(ASSIGNED TASK): Output the lines from the top of the entries below to the line with "Target: white wall", both included, exactly and without pictures.
***
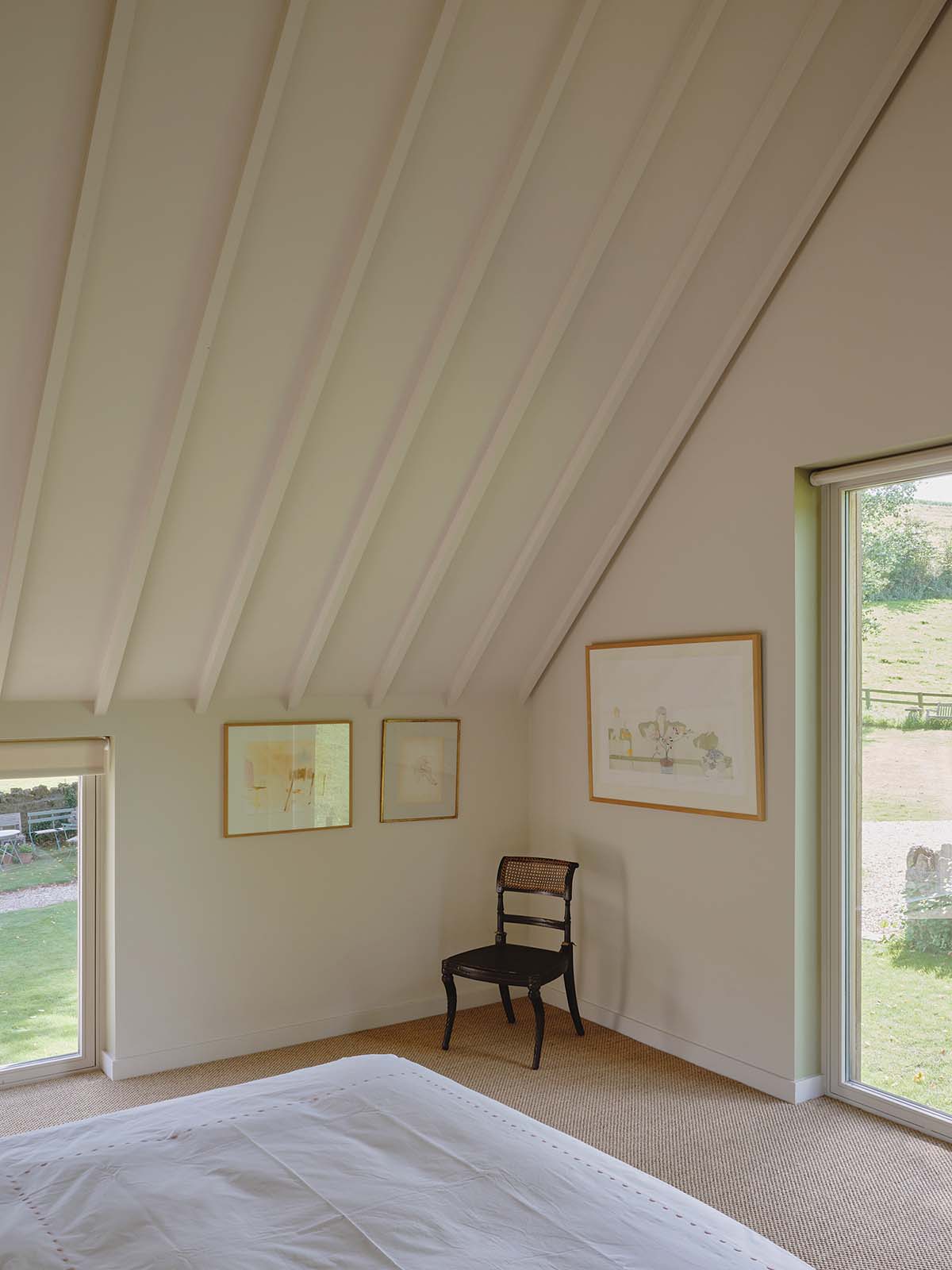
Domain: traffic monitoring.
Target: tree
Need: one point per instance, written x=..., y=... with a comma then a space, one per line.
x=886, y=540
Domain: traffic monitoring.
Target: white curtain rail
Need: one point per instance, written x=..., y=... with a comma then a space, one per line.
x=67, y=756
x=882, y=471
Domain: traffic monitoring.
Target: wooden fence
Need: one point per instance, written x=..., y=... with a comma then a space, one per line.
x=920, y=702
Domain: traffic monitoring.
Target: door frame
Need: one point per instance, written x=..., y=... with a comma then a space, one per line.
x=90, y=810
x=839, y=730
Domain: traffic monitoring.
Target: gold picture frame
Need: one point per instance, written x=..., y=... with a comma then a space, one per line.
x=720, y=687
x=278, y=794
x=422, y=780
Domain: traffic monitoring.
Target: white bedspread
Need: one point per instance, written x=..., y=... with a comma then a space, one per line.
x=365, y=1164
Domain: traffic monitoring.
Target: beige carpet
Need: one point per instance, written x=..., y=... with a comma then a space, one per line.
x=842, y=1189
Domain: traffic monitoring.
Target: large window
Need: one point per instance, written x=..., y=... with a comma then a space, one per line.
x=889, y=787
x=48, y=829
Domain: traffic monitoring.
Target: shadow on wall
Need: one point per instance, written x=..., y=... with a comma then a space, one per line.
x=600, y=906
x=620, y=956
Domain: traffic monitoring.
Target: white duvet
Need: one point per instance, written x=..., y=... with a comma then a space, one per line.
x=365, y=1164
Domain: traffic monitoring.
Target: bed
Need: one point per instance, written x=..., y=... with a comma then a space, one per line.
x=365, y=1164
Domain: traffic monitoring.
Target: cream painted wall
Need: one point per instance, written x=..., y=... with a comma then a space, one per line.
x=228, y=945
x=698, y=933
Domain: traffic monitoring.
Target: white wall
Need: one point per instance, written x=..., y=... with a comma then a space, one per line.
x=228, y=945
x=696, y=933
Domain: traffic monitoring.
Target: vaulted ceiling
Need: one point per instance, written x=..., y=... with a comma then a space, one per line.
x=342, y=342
***
(WRITTEN REPLY):
Domain: traffic monitoring.
Target: tree
Need: one point per instance, written x=..., y=... with a comma then a space, one per line.
x=886, y=540
Domain: traffic monitoring.
Target: white curtain rail
Need: one point per instance, written x=..., y=... with a comma then a space, one per line.
x=67, y=756
x=882, y=471
Domain: traffic monitoring.
Target: wooden fence
Need: one point per instance, written x=..., y=... with a comma then a space, one per line.
x=920, y=702
Domain: traffic monitoring.
Target: door frame
Need: one point per instance, written x=..., y=... with a comma then a space, one per line.
x=90, y=810
x=839, y=730
Domain: traffic monitoring.
Target: gold picture frame
Need: one point per instance, written x=..., y=... with a comma then a space, one per line.
x=720, y=687
x=278, y=794
x=422, y=780
Domain: traffic monitoring.
Target: white bedspread
Need: one point per instance, written x=..., y=... with a comma then a space, one per line.
x=365, y=1164
Domain: traffic monitoring.
Target: beige carpet
Need: one point per instance, written x=..., y=... with a comma then a space, one per line.
x=842, y=1189
Domain: traffic monitoring.
Target: large window
Need: one point per instance, written x=..., y=... with a comma then a space, one per line.
x=889, y=787
x=48, y=829
Domain: traffic monitoring.
Target: shadow on wall
Need: one point per instance, written x=..., y=... with a comma then a space, one per line.
x=600, y=906
x=620, y=956
Domain: traffic monitoring.
Target: white duvet
Need: one point per instance, written x=..., y=... with a comma then a space, one per line.
x=365, y=1164
Domain: traffic monitoring.
Target: bed
Need: one point per instance, written x=..., y=... with a comma then a space, one per line.
x=365, y=1164
Domain: traffic monitoring.
Target: cream painted wall
Need: one point per instance, written x=..., y=... with a comma then a space, one per line.
x=228, y=945
x=698, y=933
Domain: traffic monitoring.
Target: white wall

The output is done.